## Provided material
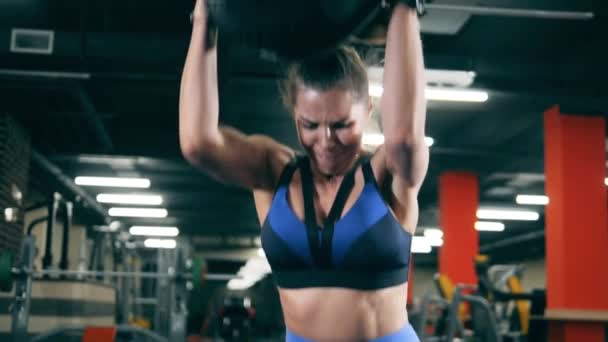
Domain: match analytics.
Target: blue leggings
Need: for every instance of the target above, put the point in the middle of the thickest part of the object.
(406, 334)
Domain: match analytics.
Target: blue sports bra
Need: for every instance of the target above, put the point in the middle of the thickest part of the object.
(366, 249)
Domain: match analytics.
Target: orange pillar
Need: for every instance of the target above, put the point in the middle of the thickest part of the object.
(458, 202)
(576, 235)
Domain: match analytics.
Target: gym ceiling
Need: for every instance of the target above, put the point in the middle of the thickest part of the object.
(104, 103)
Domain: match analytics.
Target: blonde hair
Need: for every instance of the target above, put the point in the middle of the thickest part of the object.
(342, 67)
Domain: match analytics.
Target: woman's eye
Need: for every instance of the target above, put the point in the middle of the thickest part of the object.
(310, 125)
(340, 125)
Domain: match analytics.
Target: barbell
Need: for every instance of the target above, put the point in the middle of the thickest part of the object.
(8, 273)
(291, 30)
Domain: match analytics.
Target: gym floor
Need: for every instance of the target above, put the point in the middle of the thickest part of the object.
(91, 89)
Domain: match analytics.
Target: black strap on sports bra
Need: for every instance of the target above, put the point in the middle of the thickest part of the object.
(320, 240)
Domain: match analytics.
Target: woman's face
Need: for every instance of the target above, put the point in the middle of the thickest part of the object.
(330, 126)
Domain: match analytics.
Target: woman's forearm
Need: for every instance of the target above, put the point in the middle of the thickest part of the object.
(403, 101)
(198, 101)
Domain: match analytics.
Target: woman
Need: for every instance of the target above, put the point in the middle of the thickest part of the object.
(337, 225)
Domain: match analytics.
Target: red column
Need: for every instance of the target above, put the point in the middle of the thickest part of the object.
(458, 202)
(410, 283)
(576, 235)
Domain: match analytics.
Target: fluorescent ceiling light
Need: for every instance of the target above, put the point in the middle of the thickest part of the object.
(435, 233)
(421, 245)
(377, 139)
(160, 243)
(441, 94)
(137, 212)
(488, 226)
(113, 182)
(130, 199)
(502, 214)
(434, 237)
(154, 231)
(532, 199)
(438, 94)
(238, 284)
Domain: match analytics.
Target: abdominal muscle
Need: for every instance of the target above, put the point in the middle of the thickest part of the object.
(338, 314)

* * *

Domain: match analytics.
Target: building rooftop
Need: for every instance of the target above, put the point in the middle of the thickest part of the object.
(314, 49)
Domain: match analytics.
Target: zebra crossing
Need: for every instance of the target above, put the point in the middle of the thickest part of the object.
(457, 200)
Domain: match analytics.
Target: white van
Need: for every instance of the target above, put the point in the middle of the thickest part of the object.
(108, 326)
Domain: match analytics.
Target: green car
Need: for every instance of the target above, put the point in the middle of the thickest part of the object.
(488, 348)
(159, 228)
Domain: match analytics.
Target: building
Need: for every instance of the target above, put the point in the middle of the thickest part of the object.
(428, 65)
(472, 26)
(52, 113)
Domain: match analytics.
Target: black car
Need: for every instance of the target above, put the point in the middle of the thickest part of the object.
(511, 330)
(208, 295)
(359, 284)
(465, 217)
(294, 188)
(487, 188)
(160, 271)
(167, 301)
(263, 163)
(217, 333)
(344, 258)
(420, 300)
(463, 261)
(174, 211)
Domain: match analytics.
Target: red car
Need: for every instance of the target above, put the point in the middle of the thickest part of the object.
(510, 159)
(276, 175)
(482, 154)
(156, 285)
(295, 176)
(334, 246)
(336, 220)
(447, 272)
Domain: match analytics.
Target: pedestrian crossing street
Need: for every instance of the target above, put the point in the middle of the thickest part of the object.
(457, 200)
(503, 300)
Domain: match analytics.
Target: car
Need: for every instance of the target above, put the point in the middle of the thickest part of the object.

--

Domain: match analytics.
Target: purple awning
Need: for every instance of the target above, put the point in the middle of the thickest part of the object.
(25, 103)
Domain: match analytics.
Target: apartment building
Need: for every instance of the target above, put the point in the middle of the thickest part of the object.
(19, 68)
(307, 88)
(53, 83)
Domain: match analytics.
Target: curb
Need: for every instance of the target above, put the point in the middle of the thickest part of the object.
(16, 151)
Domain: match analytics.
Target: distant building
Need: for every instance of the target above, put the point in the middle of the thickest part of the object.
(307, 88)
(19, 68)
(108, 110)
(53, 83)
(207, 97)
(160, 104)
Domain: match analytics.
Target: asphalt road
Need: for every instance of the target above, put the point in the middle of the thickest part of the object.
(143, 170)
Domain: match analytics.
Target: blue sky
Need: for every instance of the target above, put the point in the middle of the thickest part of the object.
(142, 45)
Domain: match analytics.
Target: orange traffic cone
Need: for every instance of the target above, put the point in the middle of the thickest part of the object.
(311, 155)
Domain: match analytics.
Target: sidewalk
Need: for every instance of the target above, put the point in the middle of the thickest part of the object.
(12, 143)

## Your instructions
Pull out every line above that contains the word "ceiling", and list each one unchanged. Matching is case-sensitive.

## Task answer
Target: gym ceiling
Target: fluorescent ceiling light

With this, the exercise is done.